▶ Teks yang Dikaji:

++++

Mohon tunggu...
Anton Sudibyo
Anton Sudibyo Mohon Tunggu... Jurnalis - Jurnalis kampung

penyayang keindahan

Selanjutnya

Tutup

Humaniora

Ganjar Pranowo, Penerus Kedekatan NU dan Soekarno

31 Januari 2021   22:49 Diperbarui: 31 Januari 2021   23:32 1589
+
Laporkan Konten
Laporkan Akun
Kompasiana adalah platform blog. Konten ini menjadi tanggung jawab bloger dan tidak mewakili pandangan redaksi Kompas.
Lihat foto
Bagikan ide kreativitasmu dalam bentuk konten di Kompasiana | Sumber gambar: Freepik

TEPAT hari ini 31 Januari 2020 Nahdlatul Ulama berulang tahun ke 95. Menariknya, peringatan berdirinya organisasi massa Islam terbesar di Nusantara ini dilakukan Partai Demokrasi Indonesia Perjuangan (PDIP).

Bukan tanpa sebab. Kedekatan NU dan PDIP telah dimulai sejak berdirinya Republik ini. Soekarno sebagai ayah Ketua Umum PDIP Megawati telah bahu membahu dengan ulama-ulama NU seperti Kiai Hasyim Asy'ari, Kiai Abdul Wahab Hasbullah dan Kiai Wahid Hasyim.

Ada satu cerita sejarah yang tidak banyak diketahui. Beberapa hari sebelum proklamasi kemerdekaan, Bung Karno sowan ke Kiai Hasyim Asy’ari. Lalu beliau memberikan masukan, sebaiknya proklamasi dilakukan pada hari Jumat pada Ramadhan. Jumat itu Sayyidul Ayyam (penghulunya hari), sedangkan Ramadhan itu Sayyidus Syuhrur (penghulunya bulan). Hari itu tepat 9 Ramadhan 1364 H, bertepatan dengan 17 Agustus 1945 kemerdekaan Indonesia diproklamasikan.

Bahkan NU memberi gelar istimewa pada Soekarno sebagai Waliyyul Amri Ad-Dharuri bi As-Syaukah. Yang artinya pemimpin pemerintahan di masa darurat. Gelar itu membuat kebijakan-kebijakan Bung Karno, sebagai pemimpin pemerintahan di masa darurat, mengikat secara sah bagi umat Islam dan bangsa Indonesia. Gelar tersebut disahkan dalam Muktamar NU Tahun 1954 di Surabaya.

++++

▶ Data Sumber:

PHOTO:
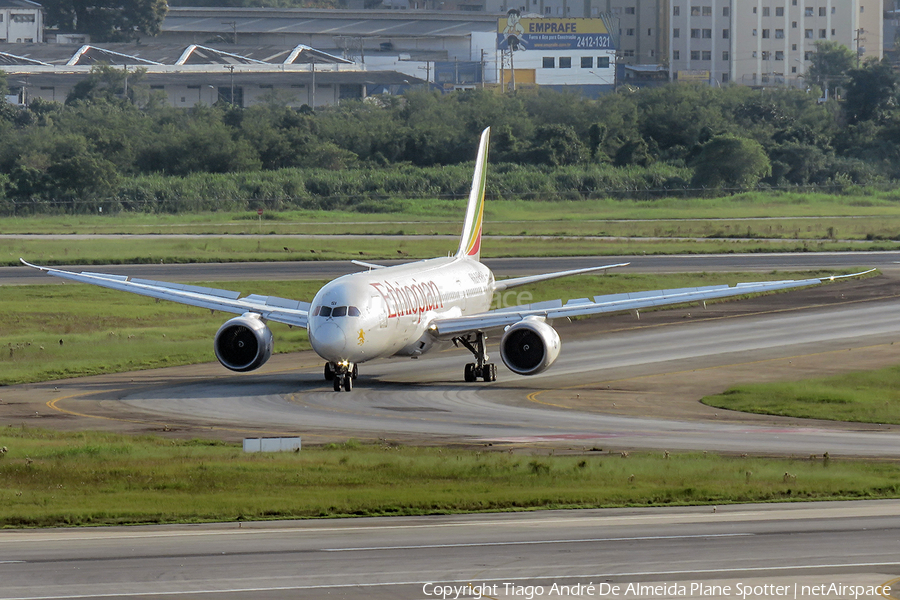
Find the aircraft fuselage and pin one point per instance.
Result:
(386, 312)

++++

▶ Kerjakan Soal Berikut:
- a) Jawablah pertanyaan berikut berdasarkan teks yang dikaji.
(i) Partai apa yang melakukan peringatan berdirinya Nahdlatul Ulama?
(ii) Hari dan bulan apa yang disarankan Kiai Hasyim Asy'ari untuk pelaksanaan proklamasi?
(iii) Dalam acara apa, di kota mana, dan pada tahun berapa gelar Waliyyul Amri Ad-Dharuri bi As-Syaukah untuk Soekarno disahkan?
- b) Lanjutkan teks tentang kedekatan NU dan Soekarno mulai dari kalimat terakhirnya.

▶ Kunci Jawaban:
- a)
(i) Partai Demokrasi Indonesia Perjuangan (PDIP).
(ii) Hari Jumat pada bulan Ramadhan.
(iii) Dalam Muktamar NU di Surabaya pada tahun 1954.

- b)
Tidak hanya di masa lalu. Kedekatan warga Nahdliyin dan kaum nasionalis terus terpelihara hingga 75 tahun Indonesia merdeka. Persaudaraan dan sikap saling mendukung ini terus berkelindan. Hingga menjadikan keduanya karakter pemersatu bangsa melawan segala macam ideologi yang mencoba merongrong Pancasila dan keutuhan NKRI.

Megawati sendiri dalam peringatan harlah NU secara virtual itu juga berpesan agar seluruh kader PDIP meneruskan apa yang sudah dibangun oleh Soekarno dan tokoh besar NU di masa lalu.

"Kedekatan Bung Karno dengan kiai dan warga Nahdliyin akan saya teruskan dalam tindakan dan telah saya amanahkan kepada seluruh kaum nasionalis, juga para kader dan simpatisan PDI-P," kata Megawati.


Artinya, Megawati ingin para kadernya, di semua level agar terus membangun kedekatan dengan warga Nahdliyin. Tidak hanya sekadar bersilaturahmi dalam event resmi, tapi juga berkomunikasi secara intens untuk menyelesaikan persoalan-persoalan bangsa.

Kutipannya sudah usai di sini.